▶ [PAGE EXTRACT]

--- start ---

Validation
The Raptor GTFS Pipeline includes comprehensive validation for both input GTFS data and output binary files to ensure data integrity and correctness.
Input Validation (GTFS)
The pipeline validates GTFS input files during conversion to catch issues early.
Validated GTFS Files
- agency.txt - Agency information
- stops.txt - Stop locations
- routes.txt - Route definitions
- trips.txt - Trip schedules
- stop_times.txt - Stop time sequences
- calendar.txt - Service calendars
- calendar_dates.txt - Calendar exceptions
Validation Checks
Structural Validation
- Required files present: All mandatory GTFS files exist
- File format: Proper CSV format with headers
- Column count: Correct number of columns
- Data types: Valid data types for each field
Referential Integrity
- service_id references: All trip service_ids exist in calendar
- route_id references: All trip route_ids exist in routes
- stop_id references: All stop_times stop_ids exist in stops
- agency_id references: All route agency_ids exist in agency
Data Quality
- Geographic coordinates: Valid latitude/longitude ranges
- Time formats: Proper HH:MM:SS format
- Date ranges: Valid calendar date ranges
- Trip sequences: Proper stop sequence ordering
Business Rules
- Service consistency: Calendar patterns make sense
- Trip coverage: Trips cover reasonable time ranges
- Stop coverage: Stops are properly connected
Output Validation
Validate binary output files to ensure successful conversion:
python -m raptor_pipeline.cli validate --input ./output_directory
Validation Process
- File existence: Check all required files are present
- File sizes: Verify files are not empty
- Magic numbers: Validate binary file headers
- Schema versions: Check version compatibility
- Checksums: Verify file integrity (SHA-256)
- Index consistency: Validate index structures
- Cross-references: Check internal data consistency
Validation Output
# Successful validation
python -m raptor_pipeline.cli validate --input ./good_output
# Validation successful!

--- end ---

▶ [PROBLEMS TO WORK ON]
a) Edit the part of the validation page that opens with the words containing "- Index consistency: Validate" and closes with "# Validation successful!", swapping "./good_output" for "./raptor_output".
b) Answer these about the validation page:
(i) Which GTFS file holds stop locations?
(ii) What format must times follow?
(iii) Which algorithm do checksums use to verify file integrity?

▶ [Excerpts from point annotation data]
--- start ---

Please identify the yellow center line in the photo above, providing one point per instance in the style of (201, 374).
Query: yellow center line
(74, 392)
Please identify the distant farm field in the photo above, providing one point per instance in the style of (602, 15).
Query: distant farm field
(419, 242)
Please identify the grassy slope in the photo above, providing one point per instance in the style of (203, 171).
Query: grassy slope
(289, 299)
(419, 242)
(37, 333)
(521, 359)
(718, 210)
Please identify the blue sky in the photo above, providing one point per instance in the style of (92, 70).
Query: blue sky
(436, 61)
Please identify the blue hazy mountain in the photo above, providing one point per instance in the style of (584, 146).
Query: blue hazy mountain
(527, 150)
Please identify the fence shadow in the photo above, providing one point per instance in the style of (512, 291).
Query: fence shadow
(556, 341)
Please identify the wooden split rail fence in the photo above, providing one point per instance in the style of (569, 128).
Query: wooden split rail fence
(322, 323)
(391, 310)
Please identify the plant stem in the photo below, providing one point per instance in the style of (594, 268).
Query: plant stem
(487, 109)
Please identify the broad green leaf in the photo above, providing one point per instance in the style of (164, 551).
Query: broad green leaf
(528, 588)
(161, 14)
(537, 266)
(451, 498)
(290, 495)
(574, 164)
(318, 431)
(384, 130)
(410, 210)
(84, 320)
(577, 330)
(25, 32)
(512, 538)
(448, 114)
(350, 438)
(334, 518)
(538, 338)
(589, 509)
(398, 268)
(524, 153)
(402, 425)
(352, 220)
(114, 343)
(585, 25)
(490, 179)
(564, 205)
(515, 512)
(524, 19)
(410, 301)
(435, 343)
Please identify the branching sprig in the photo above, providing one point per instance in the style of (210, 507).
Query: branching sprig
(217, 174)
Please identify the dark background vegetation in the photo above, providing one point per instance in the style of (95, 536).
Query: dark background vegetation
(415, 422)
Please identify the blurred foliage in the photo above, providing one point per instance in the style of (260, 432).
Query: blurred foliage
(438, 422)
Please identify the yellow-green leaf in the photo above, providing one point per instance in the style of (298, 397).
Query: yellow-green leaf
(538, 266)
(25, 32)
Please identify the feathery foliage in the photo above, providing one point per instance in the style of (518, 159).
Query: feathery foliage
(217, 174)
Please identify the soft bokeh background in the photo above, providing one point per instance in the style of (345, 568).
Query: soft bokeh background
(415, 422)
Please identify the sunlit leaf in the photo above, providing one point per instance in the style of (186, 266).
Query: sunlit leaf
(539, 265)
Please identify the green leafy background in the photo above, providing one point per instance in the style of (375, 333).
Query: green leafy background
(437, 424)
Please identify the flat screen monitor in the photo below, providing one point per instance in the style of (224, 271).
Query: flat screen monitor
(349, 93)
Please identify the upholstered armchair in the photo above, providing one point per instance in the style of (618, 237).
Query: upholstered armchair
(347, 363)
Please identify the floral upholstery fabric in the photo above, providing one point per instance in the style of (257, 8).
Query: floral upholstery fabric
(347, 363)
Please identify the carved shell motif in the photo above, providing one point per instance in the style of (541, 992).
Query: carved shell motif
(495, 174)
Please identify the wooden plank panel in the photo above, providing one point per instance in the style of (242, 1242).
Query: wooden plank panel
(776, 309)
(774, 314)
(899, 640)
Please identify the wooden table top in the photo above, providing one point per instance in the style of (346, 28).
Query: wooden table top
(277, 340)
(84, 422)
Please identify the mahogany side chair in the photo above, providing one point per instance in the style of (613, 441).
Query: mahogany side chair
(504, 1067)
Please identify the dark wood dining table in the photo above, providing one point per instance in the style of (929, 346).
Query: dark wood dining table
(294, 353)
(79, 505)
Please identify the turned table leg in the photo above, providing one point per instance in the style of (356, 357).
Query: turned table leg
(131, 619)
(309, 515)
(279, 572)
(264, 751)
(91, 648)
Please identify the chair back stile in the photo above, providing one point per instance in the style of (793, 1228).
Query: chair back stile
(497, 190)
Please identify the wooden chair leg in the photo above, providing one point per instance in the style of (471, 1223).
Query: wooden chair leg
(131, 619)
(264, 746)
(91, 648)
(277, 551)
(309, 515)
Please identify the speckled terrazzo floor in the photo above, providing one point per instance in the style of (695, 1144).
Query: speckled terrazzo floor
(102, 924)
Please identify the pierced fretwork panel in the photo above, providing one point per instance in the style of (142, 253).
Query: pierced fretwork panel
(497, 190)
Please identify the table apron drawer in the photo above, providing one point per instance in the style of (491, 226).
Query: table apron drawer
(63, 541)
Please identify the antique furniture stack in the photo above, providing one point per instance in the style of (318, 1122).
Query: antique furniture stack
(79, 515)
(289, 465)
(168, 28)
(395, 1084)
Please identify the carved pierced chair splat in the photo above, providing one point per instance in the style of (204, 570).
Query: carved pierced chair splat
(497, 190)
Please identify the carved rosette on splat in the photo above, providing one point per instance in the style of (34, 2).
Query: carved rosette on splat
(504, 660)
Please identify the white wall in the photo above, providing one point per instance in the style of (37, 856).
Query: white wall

--- end ---

▶ [EXPECTED RESULTS]
a)
- Index consistency: Validate index structures
- Cross-references: Check internal data consistency
Validation Output
# Successful validation
python -m raptor_pipeline.cli validate --input ./raptor_output
# Validation successful!

b)
(i) stops.txt
(ii) HH:MM:SS
(iii) SHA-256